▸ **WHAT IS EXPECTED**
Recast the entries below as a Markdown table with columns named Row and Line, giving each nonblank line its own numbered row. Leave out the blank lines and the pictures.

▸ **TASK INPUTS**
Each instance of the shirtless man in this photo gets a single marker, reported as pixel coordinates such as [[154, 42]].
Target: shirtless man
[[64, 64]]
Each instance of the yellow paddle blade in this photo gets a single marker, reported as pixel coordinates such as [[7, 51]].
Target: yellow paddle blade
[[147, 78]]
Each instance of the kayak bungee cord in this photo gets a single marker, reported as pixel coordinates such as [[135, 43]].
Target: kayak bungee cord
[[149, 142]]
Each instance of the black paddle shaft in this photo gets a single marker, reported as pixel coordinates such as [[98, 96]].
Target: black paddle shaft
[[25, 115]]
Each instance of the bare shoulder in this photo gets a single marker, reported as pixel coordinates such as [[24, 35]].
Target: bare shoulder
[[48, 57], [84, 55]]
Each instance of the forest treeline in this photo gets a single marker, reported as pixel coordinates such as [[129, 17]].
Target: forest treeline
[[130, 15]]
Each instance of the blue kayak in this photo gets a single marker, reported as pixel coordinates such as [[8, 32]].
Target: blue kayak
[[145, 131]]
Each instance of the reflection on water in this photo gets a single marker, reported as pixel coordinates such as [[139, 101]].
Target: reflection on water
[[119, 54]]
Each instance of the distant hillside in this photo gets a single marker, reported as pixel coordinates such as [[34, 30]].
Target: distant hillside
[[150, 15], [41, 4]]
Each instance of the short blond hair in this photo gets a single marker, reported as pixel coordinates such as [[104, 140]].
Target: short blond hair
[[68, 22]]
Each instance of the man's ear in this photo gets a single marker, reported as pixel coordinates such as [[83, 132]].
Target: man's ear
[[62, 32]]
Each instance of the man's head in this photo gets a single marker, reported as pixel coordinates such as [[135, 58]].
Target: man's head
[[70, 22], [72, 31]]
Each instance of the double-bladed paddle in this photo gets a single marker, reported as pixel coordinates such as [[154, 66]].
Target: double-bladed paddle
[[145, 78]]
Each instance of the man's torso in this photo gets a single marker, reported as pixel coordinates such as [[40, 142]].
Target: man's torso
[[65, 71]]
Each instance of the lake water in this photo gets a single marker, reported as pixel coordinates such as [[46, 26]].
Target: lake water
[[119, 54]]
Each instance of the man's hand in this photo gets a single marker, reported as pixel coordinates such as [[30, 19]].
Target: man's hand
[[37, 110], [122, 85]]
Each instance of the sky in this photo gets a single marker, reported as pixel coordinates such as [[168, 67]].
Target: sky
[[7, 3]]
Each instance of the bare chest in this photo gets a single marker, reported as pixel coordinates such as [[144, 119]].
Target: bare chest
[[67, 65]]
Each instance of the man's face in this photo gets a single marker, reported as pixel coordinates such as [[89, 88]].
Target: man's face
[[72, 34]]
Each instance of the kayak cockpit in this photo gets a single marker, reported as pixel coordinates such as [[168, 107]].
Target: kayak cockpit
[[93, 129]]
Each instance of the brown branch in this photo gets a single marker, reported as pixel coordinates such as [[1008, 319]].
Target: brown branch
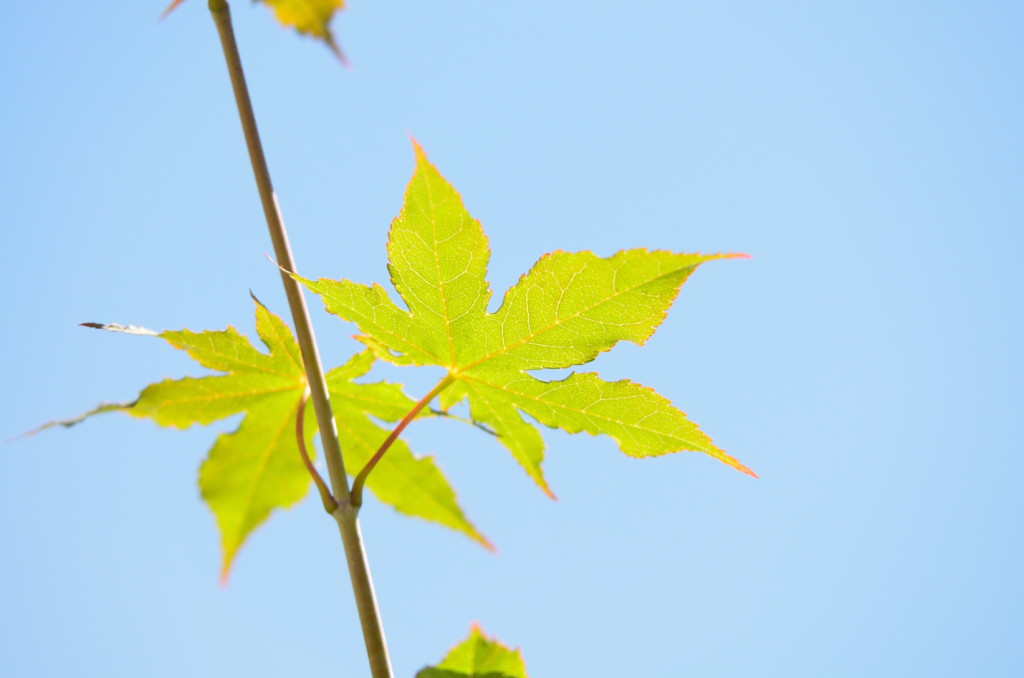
[[330, 505]]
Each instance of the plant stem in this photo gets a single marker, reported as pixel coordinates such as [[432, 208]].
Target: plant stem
[[346, 514], [330, 505], [424, 401]]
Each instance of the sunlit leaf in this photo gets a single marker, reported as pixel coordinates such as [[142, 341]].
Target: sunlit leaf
[[478, 657], [257, 468], [310, 17], [566, 310]]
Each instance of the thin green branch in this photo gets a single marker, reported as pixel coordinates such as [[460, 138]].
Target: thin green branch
[[330, 505], [346, 515], [360, 479]]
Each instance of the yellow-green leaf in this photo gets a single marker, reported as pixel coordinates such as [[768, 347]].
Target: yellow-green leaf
[[256, 469], [566, 310], [478, 657]]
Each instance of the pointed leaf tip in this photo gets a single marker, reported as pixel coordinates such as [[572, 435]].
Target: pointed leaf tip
[[126, 329], [478, 657]]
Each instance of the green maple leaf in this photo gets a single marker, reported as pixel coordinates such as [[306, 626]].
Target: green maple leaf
[[258, 468], [478, 657], [567, 309], [310, 17]]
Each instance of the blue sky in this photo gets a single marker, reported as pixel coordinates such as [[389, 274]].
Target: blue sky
[[866, 362]]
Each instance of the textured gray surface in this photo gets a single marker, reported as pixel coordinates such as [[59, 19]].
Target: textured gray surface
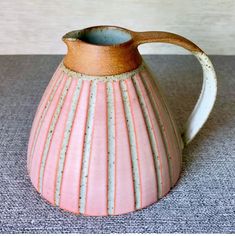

▸ **ANSWER TO THE TASK**
| Row | Line |
|---|---|
| 1 | Each instance of the shirtless man in this photo gets a single marker, reported as pixel coordinates such as [[154, 42]]. |
| 2 | Target: shirtless man |
| 3 | [[64, 64]] |
| 4 | Each instance of the yellow paddle blade in this photo gets a single marker, reported as pixel coordinates such as [[7, 51]]. |
| 5 | Target: yellow paddle blade |
| 6 | [[147, 78]] |
| 7 | Each instance of the kayak bungee cord in this photo gets a single marker, reported as pixel coordinates such as [[135, 43]]. |
| 8 | Target: kayak bungee cord |
| 9 | [[149, 142]] |
| 10 | Each instance of the black paddle shaft in this photo gets a single marker, reported as pixel coordinates such as [[98, 96]]. |
| 11 | Target: black paddle shaft |
| 12 | [[25, 115]] |
| 13 | Each instance of the bare shoulder in this photo gets a single marker, reported as pixel coordinates such as [[24, 35]]. |
| 14 | Target: bare shoulder |
| 15 | [[48, 57], [84, 55]] |
| 16 | Each instance of the forest treeline in this photo gets a single marker, reported as pixel coordinates such as [[129, 17]]. |
| 17 | Target: forest treeline |
| 18 | [[130, 15]] |
| 19 | Each instance of the blue kayak in this photo gets a single marker, reported as pixel coordinates such as [[8, 32]]. |
| 20 | Target: blue kayak |
| 21 | [[145, 131]] |
| 22 | Each instance of the reflection on water in this photo gets a single marker, reported as pixel coordinates such as [[139, 101]]. |
| 23 | Target: reflection on water |
| 24 | [[119, 54]] |
| 25 | Each instance of the distant hillside in this photo gets a single marker, reported as pixel coordinates such as [[34, 30]]. |
| 26 | Target: distant hillside |
| 27 | [[150, 15], [41, 4]] |
| 28 | Each instance of the short blond hair in this photo gets a single marker, reported as pixel coordinates such as [[104, 140]]. |
| 29 | Target: short blond hair |
| 30 | [[68, 22]] |
| 31 | Each instance of the man's ear in this photo gets a single marker, reported as pixel coordinates such as [[83, 132]]. |
| 32 | Target: man's ear |
| 33 | [[62, 32]] |
| 34 | Each instance of the man's head in this photo gets a single marker, reported as pixel coordinates such as [[135, 58]]. |
| 35 | Target: man's head |
| 36 | [[70, 22], [72, 31]] |
| 37 | Each instance of the double-bladed paddle in this photo gets a single marker, reported as pixel coordinates such as [[154, 66]]. |
| 38 | Target: double-bladed paddle |
| 39 | [[145, 78]] |
| 40 | Each instance of the man's torso in this photo gets a single marker, reported as pixel coordinates such as [[40, 142]]. |
| 41 | Target: man's torso |
| 42 | [[65, 71]] |
| 43 | Each instance of the lake water in this photo gets a single marker, reported as pixel coordinates such as [[46, 26]]. |
| 44 | Target: lake water |
| 45 | [[119, 54]] |
| 46 | Each instance of the man's hand in this photo gets a single marker, reported as pixel coordinates such as [[30, 19]]. |
| 47 | Target: man's hand |
| 48 | [[37, 110], [122, 85]] |
| 49 | Each instance of the sky in this photo gets a single marker, reported as pixel coordinates such as [[168, 67]]. |
| 50 | Target: sky |
| 51 | [[7, 3]] |
| 52 | Each instance of the bare chest in this photo gets a single marker, reported as pixel coordinates such as [[144, 119]]. |
| 53 | Target: bare chest |
| 54 | [[67, 65]] |
| 55 | Each instance of the man's face in this photo gets a single marker, reported as pixel coordinates such as [[89, 88]]. |
| 56 | Target: man's face |
| 57 | [[72, 34]] |
| 58 | Each instance of the kayak cockpit in this photo gets a single marker, reported as pixel coordinates such as [[168, 107]]. |
| 59 | Target: kayak cockpit |
| 60 | [[93, 129]] |
| 61 | Each instance of the brown branch in this photo gets a single marker, reported as pixel coordinates such as [[1008, 319]]. |
| 62 | Target: brown branch |
| 63 | [[330, 505]] |
| 64 | Each instance of the plant stem in this photo gets a single marker, reported as pixel coordinates such as [[432, 208]]. |
| 65 | Target: plant stem |
| 66 | [[346, 514], [330, 505], [424, 401]] |
| 67 | Each instance of the sunlit leaf in this photo gets a single marker, reported as pixel coordinates such as [[142, 341]]. |
| 68 | Target: sunlit leaf |
| 69 | [[478, 657], [257, 468], [310, 17], [566, 310]] |
| 70 | Each instance of the thin green branch in this photo gets a single marker, reported as pixel coordinates such as [[460, 138]]. |
| 71 | Target: thin green branch |
| 72 | [[330, 505], [346, 515], [360, 479]] |
| 73 | Each instance of the yellow-green leaf in this photo gets a single marker, reported as pixel coordinates such as [[768, 347]]. |
| 74 | Target: yellow-green leaf |
| 75 | [[256, 469], [566, 310], [478, 657]] |
| 76 | Each instance of the pointed leaf tip in this photo gets a single marker, reported as pixel coordinates such as [[572, 435]]. |
| 77 | Target: pointed leaf tip |
| 78 | [[126, 329], [478, 657]] |
| 79 | Each instance of the green maple leaf in this photo gets a single marker, reported as pixel coordinates such as [[306, 626]]. |
| 80 | Target: green maple leaf |
| 81 | [[258, 468], [478, 657], [567, 309], [310, 17]] |
| 82 | Each instance of the blue sky in this photo gets a single marker, reported as pixel coordinates such as [[389, 274]]. |
| 83 | Target: blue sky |
| 84 | [[866, 362]] |
| 85 | Each instance of the textured gray surface in this photo gets a single marker, reported as pixel coordinates such as [[59, 19]]. |
| 86 | Target: textured gray surface |